All that is wanted is the span of lines from the one with "Phrase: helmet ear flap" to the last line of the data, copied exactly.

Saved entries
------------------------------
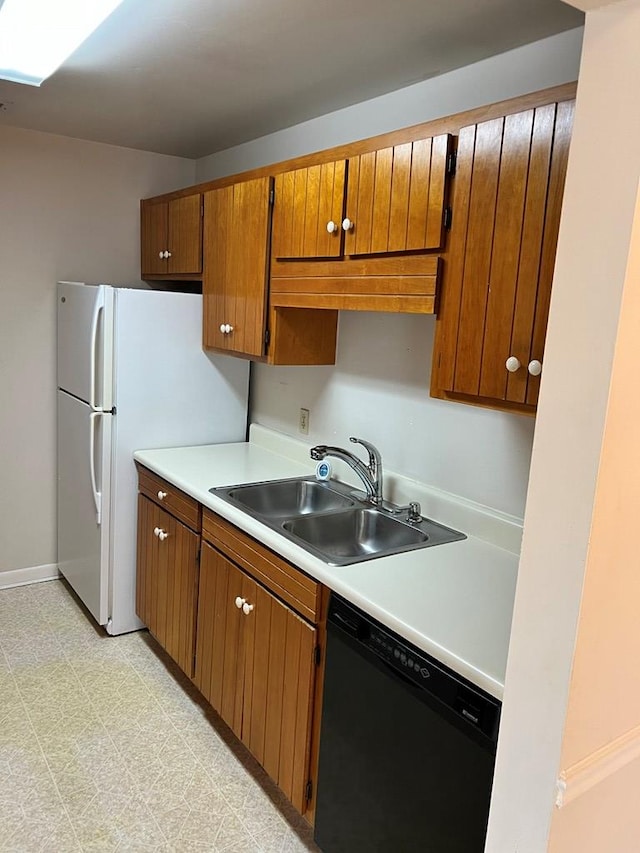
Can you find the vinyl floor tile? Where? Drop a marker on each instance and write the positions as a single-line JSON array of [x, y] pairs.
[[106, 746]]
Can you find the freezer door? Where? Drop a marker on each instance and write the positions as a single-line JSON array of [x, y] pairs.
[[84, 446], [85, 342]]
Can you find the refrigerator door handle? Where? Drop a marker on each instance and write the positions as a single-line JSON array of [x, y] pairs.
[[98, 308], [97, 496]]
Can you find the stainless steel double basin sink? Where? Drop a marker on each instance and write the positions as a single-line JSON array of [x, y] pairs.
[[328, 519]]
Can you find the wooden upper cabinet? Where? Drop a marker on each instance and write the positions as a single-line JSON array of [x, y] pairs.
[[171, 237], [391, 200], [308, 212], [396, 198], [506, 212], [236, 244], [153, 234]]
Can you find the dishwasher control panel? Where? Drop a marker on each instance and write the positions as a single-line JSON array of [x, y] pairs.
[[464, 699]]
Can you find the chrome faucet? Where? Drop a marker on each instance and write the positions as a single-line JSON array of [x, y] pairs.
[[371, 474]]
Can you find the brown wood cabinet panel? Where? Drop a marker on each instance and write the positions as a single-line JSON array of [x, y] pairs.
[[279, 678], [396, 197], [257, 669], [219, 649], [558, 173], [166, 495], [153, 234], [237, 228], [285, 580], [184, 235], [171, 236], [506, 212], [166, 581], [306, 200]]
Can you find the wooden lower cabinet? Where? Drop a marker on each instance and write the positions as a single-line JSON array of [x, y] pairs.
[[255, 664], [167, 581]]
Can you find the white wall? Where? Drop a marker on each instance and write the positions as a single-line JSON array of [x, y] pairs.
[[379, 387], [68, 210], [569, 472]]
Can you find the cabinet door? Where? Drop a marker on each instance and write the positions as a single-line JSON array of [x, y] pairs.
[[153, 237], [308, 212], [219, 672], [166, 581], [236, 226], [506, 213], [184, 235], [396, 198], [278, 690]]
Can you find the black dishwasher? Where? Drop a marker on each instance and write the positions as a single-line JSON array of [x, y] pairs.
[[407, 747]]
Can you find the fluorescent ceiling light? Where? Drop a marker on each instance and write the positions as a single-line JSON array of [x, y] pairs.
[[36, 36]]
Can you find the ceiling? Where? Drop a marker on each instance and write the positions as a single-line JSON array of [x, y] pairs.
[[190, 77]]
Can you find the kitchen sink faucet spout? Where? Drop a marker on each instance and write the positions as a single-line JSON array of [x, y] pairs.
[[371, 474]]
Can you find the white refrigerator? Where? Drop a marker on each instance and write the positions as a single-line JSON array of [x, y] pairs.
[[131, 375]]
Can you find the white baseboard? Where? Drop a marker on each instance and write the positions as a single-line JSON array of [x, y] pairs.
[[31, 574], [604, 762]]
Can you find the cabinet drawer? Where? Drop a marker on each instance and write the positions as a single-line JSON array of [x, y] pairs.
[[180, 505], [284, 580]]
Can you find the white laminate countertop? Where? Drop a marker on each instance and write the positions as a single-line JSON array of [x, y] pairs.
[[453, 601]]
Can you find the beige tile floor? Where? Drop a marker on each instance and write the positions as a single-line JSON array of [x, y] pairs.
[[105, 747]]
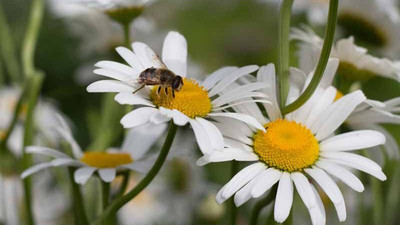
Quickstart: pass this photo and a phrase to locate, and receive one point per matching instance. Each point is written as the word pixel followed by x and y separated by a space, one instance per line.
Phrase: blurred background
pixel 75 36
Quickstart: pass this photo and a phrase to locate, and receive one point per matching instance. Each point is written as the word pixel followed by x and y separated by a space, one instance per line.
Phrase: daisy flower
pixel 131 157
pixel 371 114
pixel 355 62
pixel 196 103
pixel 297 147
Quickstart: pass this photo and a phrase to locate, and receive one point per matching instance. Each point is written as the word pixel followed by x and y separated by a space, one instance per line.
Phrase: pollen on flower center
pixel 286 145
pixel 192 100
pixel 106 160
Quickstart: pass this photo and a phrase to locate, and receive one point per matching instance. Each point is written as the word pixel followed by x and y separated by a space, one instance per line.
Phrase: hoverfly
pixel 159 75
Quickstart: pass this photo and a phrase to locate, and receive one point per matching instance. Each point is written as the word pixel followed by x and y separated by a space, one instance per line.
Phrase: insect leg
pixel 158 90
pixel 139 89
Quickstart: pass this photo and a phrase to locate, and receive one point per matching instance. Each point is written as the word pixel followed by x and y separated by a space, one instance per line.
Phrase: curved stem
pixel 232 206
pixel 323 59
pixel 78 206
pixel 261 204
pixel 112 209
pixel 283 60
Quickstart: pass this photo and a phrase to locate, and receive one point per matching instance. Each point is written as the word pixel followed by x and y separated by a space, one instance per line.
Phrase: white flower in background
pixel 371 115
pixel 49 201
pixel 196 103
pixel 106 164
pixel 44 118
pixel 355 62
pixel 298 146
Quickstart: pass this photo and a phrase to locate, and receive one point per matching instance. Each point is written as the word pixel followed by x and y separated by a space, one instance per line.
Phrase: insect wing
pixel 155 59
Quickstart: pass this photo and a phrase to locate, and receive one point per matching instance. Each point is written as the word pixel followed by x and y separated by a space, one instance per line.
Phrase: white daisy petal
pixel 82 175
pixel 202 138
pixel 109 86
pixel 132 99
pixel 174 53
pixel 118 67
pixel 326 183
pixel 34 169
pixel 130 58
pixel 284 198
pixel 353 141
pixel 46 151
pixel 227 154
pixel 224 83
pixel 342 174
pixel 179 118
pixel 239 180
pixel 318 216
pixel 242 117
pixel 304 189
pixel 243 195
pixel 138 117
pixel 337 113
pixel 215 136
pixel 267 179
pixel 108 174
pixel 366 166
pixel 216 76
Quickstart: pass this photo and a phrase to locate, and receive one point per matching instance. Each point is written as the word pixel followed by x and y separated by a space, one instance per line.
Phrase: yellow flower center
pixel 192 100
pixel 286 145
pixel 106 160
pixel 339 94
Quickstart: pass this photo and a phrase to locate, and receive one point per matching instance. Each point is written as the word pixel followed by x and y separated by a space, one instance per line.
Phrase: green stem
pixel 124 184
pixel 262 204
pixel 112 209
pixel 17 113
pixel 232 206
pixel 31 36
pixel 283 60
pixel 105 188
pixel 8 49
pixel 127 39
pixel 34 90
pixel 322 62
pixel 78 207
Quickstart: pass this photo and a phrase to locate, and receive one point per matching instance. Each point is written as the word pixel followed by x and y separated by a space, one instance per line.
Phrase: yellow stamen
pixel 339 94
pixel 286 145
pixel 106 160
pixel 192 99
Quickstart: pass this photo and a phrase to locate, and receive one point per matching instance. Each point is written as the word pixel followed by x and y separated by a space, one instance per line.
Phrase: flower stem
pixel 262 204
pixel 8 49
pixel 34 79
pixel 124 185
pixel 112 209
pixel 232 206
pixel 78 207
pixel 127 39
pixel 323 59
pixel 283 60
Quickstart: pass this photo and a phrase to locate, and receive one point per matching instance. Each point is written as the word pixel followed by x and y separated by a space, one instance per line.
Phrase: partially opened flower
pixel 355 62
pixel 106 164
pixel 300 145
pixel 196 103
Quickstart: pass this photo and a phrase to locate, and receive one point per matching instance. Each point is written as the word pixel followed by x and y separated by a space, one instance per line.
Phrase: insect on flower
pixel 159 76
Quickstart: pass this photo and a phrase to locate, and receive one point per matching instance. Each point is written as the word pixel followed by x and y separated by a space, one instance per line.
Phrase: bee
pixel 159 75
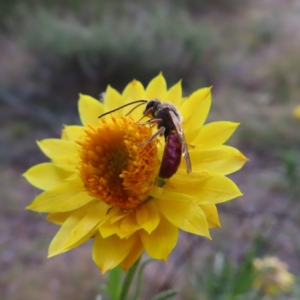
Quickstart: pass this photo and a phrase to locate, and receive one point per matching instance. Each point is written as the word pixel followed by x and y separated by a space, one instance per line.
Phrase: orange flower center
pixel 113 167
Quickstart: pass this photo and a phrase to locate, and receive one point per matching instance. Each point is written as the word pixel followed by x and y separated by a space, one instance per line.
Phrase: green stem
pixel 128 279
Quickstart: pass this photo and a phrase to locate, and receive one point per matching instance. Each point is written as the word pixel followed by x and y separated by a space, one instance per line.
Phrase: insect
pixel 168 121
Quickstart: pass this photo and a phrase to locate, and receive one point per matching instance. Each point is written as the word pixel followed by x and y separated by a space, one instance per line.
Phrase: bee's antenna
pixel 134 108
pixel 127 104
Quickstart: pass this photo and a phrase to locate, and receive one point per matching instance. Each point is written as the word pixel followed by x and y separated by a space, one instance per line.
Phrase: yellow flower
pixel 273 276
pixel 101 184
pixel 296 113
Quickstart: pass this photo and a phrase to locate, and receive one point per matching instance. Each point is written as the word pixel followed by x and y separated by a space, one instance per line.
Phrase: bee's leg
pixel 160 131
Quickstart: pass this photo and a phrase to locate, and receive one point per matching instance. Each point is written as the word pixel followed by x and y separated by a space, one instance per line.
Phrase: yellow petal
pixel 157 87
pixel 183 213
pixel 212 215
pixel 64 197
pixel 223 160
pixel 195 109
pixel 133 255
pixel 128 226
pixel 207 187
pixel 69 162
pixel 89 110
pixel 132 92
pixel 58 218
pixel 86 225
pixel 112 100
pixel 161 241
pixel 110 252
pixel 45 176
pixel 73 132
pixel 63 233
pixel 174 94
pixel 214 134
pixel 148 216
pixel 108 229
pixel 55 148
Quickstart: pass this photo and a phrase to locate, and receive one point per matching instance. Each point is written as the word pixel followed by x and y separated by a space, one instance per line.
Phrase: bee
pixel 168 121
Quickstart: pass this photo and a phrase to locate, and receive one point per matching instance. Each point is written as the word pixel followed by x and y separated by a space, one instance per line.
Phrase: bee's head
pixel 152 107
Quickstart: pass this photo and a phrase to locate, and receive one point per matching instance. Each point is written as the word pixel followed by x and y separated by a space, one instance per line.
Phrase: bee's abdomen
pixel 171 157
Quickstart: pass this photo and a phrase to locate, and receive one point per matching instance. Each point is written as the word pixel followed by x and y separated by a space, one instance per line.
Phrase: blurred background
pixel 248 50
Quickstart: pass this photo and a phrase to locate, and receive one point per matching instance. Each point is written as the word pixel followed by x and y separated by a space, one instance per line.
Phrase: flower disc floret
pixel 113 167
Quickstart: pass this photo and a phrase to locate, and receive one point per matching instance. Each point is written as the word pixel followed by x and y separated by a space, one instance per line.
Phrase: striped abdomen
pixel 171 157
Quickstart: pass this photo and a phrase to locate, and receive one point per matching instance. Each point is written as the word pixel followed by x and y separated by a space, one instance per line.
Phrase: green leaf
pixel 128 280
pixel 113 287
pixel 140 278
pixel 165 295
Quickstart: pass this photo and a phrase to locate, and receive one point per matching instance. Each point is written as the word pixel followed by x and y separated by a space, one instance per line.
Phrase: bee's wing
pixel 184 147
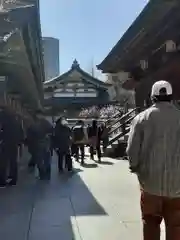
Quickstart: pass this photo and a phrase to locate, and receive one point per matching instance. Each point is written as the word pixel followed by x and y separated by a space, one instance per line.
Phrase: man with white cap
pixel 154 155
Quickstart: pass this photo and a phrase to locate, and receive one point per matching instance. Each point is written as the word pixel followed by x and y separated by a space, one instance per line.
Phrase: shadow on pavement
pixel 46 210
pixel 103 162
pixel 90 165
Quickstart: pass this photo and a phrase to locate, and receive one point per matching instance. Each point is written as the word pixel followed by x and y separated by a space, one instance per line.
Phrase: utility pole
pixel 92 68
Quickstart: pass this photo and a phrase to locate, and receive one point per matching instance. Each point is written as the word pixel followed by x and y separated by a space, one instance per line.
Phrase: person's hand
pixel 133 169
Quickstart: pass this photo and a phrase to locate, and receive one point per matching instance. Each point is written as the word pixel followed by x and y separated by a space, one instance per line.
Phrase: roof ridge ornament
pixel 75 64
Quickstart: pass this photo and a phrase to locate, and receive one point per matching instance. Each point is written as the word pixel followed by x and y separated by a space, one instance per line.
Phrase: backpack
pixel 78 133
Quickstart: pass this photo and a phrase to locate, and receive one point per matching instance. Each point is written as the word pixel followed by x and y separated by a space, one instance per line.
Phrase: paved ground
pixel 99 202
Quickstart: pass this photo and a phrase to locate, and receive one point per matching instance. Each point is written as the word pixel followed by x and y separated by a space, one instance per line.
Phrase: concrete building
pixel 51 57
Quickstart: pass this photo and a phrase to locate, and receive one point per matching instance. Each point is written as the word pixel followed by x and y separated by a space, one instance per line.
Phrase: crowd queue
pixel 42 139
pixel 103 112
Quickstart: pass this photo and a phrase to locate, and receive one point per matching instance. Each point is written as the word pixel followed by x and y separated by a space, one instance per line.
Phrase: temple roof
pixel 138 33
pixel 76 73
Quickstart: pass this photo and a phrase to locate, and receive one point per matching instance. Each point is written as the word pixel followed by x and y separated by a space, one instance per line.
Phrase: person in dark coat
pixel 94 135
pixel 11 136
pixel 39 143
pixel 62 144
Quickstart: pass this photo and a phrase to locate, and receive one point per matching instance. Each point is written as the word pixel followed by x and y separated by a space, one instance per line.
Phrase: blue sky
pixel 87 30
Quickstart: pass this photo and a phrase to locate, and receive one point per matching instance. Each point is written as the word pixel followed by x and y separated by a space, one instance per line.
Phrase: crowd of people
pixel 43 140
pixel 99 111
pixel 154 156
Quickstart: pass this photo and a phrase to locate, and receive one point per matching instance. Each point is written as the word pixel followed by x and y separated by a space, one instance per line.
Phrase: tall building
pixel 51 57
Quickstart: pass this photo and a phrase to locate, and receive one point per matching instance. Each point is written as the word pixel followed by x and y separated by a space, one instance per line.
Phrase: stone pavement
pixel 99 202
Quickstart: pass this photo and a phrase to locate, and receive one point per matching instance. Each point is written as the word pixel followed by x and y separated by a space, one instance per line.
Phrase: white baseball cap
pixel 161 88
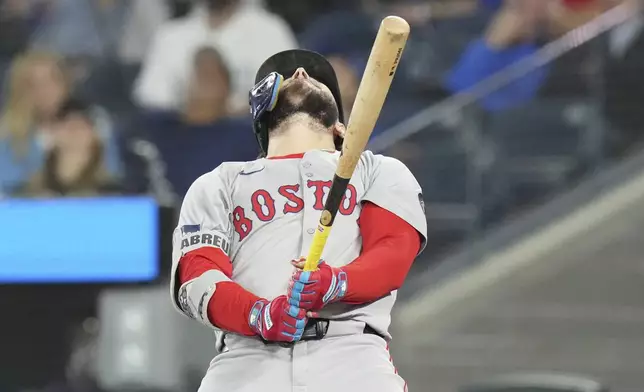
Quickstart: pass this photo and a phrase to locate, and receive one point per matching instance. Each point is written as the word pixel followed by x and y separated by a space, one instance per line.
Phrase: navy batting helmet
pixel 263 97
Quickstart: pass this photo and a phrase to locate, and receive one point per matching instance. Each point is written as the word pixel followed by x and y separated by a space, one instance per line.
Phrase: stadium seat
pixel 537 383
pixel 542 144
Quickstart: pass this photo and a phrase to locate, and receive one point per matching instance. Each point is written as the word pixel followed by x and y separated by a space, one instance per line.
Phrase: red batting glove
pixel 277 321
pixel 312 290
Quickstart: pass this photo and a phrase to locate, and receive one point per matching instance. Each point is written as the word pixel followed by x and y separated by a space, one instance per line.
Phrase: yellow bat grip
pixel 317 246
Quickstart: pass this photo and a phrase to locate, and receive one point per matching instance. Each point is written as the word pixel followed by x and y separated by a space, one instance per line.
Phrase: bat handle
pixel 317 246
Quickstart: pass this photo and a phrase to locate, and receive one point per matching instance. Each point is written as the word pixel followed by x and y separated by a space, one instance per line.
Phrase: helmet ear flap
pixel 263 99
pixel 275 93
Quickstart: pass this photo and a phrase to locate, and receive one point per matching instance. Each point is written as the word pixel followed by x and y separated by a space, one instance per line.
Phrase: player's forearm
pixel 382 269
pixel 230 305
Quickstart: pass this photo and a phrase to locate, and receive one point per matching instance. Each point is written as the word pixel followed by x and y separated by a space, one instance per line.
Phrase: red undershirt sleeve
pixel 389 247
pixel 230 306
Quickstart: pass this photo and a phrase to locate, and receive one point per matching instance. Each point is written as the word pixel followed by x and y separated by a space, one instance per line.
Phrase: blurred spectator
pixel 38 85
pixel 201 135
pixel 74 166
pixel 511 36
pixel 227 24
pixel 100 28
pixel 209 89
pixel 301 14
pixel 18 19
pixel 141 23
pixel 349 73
------------------------------
(Result):
Phrase: helmet ear flap
pixel 263 99
pixel 275 93
Quickstart: pass this photo and a phrase to locate, and receive one point per matching instance. Each point is written as the word pixel followed by x and y separated by a space, one instance per line.
Phrase: player's forearm
pixel 382 269
pixel 230 305
Quickstart: pass this photo and a phrase to locate, and receive one point per matching instance. Each point is written as the word pixel followed by x and y separated by a space, one instance per line.
Phrase: red undershirt sleeve
pixel 389 247
pixel 230 306
Quickstart: pass this photo and a phrase to locate, and receive one point per matching instance. Each point is written as the word pixel followed by x and y separated by a space, one instance per line.
Phrase: blurred spectator
pixel 38 85
pixel 201 135
pixel 74 166
pixel 511 36
pixel 227 24
pixel 100 28
pixel 209 89
pixel 301 14
pixel 18 19
pixel 141 23
pixel 349 73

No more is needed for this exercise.